EXERCISE GOAL ::
Transcribe the records word for word. Leave every picture out.

_ _ _ _ _ _ _

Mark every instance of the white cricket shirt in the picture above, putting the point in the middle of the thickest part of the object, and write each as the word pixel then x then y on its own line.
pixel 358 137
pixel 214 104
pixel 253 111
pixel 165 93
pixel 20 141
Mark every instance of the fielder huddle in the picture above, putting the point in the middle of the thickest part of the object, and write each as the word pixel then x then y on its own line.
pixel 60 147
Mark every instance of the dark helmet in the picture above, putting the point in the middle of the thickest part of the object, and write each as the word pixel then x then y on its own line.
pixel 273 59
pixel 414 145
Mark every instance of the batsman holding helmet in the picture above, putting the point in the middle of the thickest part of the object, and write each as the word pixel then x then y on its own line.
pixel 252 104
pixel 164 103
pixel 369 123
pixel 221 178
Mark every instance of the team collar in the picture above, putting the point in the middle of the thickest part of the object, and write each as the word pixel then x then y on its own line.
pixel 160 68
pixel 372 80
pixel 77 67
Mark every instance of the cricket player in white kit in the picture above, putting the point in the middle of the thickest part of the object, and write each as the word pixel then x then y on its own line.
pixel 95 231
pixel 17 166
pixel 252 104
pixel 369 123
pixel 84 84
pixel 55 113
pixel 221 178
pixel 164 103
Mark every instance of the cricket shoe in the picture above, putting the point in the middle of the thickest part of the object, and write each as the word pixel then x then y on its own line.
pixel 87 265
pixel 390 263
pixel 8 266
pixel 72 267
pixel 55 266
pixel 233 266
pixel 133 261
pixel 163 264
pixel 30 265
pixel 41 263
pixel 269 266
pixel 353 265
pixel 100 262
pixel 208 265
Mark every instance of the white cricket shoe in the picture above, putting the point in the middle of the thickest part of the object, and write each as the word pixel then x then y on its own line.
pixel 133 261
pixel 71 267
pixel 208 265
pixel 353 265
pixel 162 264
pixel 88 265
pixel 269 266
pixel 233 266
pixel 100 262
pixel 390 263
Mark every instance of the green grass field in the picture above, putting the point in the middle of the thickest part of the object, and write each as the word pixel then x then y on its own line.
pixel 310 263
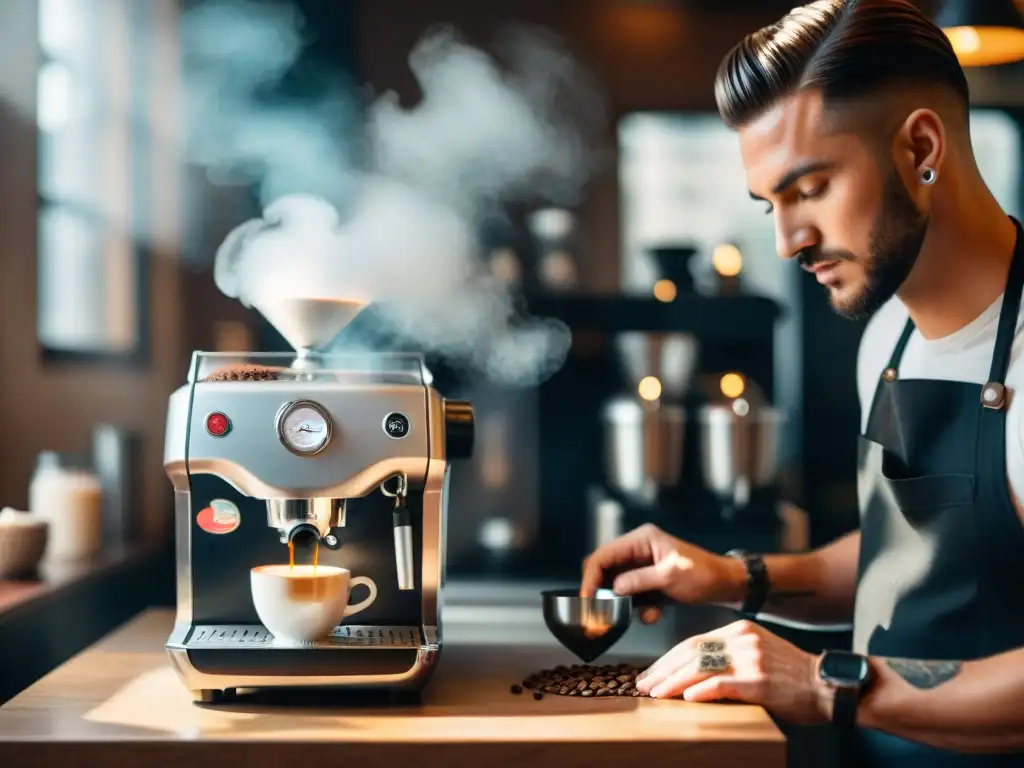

_ _ _ _ _ _ _

FINISHED EXERCISE ::
Mark every instance of the white cricket shirt in the picture above, putting the point in the middle of the thickest part of the object, and write each as the word pixel then x then y on its own line.
pixel 358 137
pixel 214 104
pixel 253 111
pixel 165 93
pixel 20 141
Mark every instance of the fielder huddle in the picture above, putting the point in the middle of the thickest part of the object, and write each as the word pixel then x then y on its own line.
pixel 60 147
Mark every instance of the dark helmet in the picture above, putting the point in the middle of the thickest part of the object, and write each as the word pixel then x then y on its own line.
pixel 273 59
pixel 414 145
Mark every instance of the batsman holding helmet in the picture above, putting the point in the middle of the thickest part of the object, and write each as the word pixel then x then y on its own line.
pixel 252 104
pixel 164 103
pixel 369 123
pixel 221 178
Mark every instance of the team collar in the picture above, putting the point in the middle of the thickest part of the object, and write each as the word pixel then x then y on its own line.
pixel 160 68
pixel 372 80
pixel 77 67
Mark every instance of the cricket player in white kit in the picture above, putting the point in the middle of the thickest part of the object, and write each as the word pixel then x then y on its own line.
pixel 95 231
pixel 17 166
pixel 252 104
pixel 369 123
pixel 84 84
pixel 55 113
pixel 221 178
pixel 164 103
Mark every instance of the cricket shoe in the picture above, putting the point in the middle of the thickest part of the object, and write each as the word pixel then x then y on its own line.
pixel 87 265
pixel 390 263
pixel 8 266
pixel 72 267
pixel 55 266
pixel 233 266
pixel 133 261
pixel 163 264
pixel 30 265
pixel 41 263
pixel 269 266
pixel 353 265
pixel 100 262
pixel 208 265
Mark every instance of the white cricket shoe in the picture above, putting the point in the middle of the thickest part of the object, and write each as the word pixel then x then y on its own line.
pixel 133 261
pixel 71 267
pixel 208 265
pixel 353 265
pixel 162 264
pixel 88 265
pixel 269 266
pixel 233 266
pixel 100 262
pixel 390 263
Mark every instance of the green grass field in the picture above, putting the point in the middle of the thickest part of the object, and write each as the word pixel then x then y on its own line.
pixel 310 263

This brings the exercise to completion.